Go to the line below containing "of the man in" and print exactly from there through the line containing "the stair step", both included. Print nothing else.

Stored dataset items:
========

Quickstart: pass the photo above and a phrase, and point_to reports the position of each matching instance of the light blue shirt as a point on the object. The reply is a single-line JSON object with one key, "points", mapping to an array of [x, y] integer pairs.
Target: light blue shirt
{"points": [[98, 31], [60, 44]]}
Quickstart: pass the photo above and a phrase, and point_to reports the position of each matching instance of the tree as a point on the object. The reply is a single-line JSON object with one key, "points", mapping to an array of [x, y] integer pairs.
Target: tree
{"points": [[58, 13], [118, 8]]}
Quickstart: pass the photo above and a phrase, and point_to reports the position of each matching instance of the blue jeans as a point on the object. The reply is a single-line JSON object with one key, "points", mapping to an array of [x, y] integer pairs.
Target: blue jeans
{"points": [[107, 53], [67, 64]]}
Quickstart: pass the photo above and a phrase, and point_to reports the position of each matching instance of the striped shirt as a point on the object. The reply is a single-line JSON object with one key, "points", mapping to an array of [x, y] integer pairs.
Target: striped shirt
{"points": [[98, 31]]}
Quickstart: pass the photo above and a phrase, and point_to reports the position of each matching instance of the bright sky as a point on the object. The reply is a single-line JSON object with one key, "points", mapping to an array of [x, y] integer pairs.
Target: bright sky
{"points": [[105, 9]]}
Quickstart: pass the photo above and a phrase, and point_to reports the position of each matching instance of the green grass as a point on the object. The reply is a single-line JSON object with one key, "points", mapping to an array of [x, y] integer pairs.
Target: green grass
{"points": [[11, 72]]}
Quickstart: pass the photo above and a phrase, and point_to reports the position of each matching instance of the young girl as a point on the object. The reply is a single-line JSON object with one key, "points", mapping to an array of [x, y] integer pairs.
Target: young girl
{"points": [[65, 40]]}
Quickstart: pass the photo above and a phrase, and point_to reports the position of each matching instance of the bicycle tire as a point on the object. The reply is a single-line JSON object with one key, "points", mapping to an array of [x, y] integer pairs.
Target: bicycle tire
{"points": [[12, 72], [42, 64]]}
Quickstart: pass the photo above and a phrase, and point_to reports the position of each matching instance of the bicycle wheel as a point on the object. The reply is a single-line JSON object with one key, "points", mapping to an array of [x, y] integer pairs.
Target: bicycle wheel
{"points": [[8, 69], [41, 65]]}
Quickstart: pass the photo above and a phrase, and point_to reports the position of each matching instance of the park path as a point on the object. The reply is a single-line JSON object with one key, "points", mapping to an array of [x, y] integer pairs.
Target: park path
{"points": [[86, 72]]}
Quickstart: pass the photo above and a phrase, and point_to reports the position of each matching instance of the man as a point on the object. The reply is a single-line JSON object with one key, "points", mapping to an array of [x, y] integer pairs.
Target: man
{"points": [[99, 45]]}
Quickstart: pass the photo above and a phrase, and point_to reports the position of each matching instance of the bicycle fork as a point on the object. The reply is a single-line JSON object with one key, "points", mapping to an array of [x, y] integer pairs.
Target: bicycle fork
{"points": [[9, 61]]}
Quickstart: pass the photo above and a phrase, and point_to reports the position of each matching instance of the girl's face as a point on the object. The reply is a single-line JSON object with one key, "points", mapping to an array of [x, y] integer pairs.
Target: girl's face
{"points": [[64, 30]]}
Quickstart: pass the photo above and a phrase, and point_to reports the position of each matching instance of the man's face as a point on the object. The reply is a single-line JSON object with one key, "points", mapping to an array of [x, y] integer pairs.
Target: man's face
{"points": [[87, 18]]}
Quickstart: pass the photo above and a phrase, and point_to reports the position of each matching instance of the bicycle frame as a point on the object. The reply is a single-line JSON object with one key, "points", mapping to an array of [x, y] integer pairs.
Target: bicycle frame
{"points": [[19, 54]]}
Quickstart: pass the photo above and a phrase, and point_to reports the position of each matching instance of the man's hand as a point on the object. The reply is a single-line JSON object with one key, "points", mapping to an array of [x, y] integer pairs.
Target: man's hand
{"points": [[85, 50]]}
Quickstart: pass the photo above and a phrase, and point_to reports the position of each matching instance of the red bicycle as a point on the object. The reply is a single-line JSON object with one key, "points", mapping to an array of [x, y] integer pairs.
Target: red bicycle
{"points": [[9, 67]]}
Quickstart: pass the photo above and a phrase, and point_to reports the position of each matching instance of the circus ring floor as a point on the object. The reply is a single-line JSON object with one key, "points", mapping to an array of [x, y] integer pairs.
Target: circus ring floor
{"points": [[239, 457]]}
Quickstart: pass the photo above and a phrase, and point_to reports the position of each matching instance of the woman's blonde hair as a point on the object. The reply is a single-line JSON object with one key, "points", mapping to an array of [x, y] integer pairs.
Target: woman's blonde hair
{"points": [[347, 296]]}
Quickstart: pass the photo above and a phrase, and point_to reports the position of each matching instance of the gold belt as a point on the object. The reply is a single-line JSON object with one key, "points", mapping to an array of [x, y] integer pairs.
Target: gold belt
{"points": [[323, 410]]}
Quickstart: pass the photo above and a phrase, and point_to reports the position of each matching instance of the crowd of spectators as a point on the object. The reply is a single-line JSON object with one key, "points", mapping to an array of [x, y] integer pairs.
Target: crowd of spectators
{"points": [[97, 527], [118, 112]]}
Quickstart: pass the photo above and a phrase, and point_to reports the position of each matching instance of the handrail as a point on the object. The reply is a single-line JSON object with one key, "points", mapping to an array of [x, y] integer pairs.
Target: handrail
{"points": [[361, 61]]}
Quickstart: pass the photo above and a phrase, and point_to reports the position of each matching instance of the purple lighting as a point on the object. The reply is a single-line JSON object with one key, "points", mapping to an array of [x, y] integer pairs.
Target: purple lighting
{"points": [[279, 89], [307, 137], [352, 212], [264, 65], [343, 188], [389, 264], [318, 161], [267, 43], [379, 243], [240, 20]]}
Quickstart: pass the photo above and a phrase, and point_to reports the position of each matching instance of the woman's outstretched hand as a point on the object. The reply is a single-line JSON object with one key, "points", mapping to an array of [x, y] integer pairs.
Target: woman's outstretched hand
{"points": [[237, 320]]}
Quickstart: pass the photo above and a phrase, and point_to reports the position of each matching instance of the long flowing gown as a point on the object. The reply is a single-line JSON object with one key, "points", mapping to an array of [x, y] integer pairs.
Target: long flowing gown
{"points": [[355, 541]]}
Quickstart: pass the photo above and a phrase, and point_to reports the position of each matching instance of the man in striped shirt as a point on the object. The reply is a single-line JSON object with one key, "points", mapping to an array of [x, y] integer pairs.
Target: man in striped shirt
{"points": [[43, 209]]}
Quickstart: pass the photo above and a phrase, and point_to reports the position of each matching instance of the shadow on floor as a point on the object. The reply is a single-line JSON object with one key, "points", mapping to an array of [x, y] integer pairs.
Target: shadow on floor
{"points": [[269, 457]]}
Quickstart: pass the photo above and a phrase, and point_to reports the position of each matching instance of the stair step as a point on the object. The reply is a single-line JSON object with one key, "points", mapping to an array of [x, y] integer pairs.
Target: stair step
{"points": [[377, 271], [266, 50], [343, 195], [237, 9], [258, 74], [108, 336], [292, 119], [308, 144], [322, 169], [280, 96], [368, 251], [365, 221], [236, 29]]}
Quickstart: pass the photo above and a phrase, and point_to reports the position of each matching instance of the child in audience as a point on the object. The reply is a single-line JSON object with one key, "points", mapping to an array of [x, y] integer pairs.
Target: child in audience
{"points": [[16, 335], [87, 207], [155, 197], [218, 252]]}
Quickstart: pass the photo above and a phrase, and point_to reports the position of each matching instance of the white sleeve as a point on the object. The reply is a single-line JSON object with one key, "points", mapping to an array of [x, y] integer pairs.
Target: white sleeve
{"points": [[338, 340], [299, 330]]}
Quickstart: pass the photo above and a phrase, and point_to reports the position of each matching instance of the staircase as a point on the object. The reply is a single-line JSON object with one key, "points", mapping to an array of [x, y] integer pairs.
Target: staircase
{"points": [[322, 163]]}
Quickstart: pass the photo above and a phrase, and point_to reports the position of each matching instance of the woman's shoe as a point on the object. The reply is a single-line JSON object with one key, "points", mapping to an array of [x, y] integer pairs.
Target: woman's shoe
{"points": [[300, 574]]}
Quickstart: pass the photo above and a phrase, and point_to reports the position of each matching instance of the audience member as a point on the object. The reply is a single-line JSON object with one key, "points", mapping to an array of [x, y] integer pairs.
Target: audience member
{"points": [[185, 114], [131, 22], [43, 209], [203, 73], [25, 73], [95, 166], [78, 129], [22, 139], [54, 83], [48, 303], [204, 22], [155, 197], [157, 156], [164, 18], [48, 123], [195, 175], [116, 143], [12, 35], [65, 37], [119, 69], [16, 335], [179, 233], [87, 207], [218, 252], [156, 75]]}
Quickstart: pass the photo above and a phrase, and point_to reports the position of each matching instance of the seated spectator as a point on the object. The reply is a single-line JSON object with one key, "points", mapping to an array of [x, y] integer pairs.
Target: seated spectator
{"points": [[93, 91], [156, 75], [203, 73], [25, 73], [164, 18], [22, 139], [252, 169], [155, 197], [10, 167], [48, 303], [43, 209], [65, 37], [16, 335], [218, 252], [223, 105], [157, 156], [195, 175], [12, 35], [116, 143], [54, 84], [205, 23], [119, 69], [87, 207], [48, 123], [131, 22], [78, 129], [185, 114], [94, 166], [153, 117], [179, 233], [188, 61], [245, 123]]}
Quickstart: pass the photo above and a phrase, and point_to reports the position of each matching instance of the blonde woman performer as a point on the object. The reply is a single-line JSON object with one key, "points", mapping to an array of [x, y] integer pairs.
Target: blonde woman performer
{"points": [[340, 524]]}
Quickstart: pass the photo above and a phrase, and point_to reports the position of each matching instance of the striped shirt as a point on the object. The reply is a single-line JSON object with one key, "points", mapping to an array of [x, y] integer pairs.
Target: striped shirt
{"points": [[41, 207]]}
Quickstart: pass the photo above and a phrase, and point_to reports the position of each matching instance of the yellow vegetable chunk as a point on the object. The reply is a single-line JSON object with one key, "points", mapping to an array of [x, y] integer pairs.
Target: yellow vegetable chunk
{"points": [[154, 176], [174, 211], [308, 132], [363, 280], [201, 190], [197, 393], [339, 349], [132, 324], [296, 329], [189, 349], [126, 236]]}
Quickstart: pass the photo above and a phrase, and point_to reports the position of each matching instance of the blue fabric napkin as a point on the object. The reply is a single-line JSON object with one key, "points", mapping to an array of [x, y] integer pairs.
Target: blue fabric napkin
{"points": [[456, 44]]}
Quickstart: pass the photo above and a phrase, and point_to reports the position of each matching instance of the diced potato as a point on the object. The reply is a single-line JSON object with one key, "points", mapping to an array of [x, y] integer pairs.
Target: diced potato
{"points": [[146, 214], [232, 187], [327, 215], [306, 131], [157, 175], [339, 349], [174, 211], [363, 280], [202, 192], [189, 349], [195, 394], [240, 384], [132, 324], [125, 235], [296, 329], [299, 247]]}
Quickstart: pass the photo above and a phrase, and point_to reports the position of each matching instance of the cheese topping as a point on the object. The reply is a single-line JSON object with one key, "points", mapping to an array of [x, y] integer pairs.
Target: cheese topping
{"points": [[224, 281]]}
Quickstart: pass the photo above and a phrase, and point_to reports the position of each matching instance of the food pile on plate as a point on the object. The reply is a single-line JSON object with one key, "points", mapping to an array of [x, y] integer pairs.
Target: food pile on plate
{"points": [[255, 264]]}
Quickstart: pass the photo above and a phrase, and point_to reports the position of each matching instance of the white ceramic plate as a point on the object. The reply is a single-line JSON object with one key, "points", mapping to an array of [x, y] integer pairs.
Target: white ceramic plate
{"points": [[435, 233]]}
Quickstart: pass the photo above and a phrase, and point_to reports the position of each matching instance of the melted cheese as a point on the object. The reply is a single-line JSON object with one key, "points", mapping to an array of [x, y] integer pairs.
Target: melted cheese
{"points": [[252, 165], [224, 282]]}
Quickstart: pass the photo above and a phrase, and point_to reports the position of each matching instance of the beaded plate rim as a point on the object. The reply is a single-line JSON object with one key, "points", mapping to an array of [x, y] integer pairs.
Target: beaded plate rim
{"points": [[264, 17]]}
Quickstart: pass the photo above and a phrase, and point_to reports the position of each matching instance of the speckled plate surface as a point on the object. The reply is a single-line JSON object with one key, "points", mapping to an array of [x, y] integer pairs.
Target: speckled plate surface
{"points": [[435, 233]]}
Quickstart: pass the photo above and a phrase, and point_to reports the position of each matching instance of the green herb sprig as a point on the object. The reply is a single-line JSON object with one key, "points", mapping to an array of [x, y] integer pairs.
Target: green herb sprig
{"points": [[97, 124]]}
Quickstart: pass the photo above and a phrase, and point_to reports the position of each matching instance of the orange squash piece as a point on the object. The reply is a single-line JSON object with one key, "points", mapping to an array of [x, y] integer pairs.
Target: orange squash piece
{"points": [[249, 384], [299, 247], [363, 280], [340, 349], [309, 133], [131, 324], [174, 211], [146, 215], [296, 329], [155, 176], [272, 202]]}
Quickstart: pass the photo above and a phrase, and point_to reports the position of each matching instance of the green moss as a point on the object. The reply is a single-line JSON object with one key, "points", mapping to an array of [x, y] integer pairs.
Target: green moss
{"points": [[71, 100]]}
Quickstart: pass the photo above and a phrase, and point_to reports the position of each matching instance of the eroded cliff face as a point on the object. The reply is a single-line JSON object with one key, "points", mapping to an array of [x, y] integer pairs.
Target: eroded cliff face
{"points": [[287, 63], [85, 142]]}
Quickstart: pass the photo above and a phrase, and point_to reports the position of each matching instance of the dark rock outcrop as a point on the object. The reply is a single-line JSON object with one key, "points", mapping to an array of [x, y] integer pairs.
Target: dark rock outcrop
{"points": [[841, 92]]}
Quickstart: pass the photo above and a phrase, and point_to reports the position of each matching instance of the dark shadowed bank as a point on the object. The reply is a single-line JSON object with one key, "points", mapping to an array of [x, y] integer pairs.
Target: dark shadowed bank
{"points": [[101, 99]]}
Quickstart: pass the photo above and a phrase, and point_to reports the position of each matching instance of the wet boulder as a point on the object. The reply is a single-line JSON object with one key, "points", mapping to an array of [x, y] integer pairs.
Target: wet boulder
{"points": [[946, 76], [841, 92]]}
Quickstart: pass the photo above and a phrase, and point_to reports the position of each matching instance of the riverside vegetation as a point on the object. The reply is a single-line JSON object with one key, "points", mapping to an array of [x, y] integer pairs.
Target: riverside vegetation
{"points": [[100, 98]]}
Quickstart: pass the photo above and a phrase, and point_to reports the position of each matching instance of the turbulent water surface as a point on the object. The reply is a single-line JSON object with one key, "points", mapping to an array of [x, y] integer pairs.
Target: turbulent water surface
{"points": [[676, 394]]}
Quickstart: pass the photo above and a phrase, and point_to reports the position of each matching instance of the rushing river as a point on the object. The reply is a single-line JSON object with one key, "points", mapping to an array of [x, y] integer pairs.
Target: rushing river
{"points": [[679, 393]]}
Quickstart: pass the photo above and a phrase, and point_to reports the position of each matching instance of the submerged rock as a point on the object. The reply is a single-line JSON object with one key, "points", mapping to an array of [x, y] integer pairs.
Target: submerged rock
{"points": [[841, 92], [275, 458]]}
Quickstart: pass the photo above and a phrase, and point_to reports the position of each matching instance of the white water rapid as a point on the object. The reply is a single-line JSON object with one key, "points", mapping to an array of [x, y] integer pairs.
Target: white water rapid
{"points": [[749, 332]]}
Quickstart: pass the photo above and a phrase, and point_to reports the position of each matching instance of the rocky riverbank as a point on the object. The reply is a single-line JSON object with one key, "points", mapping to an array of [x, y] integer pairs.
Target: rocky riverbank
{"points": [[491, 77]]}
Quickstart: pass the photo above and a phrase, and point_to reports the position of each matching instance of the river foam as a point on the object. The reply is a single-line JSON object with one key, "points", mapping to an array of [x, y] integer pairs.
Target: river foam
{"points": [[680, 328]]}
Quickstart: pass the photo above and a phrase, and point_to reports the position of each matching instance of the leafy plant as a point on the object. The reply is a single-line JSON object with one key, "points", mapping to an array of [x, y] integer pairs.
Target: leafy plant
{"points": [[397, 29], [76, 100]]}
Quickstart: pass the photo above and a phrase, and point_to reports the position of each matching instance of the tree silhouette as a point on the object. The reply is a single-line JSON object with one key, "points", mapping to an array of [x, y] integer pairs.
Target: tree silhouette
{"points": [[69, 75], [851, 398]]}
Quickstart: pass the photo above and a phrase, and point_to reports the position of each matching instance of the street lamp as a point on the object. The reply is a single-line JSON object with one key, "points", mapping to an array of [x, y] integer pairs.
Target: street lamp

========

Your response:
Quickstart: pass the photo above and a phrase, and point_to reports the position of each matching instance of the man in striped shirt as a point on the object. The reply is a single-line JSON object with one key, "points", mapping to an array of [x, y] integer pairs.
Target: man in striped shirt
{"points": [[43, 209]]}
Quickstart: pass the photo above and a phrase, and point_to reports the position of each matching instance of the shadow on floor as a point on the object. The reply is a single-line JSON object with one key, "points", mapping to an array of [x, y] integer pairs.
Target: shadow on floor
{"points": [[269, 457]]}
Quickstart: pass the photo above and a phrase, and point_to reports the position of each matching instance of the stair step as a point on the object. The reply is a single-line JSON object with one key, "points", mapping to an array of [x, y] integer pairs.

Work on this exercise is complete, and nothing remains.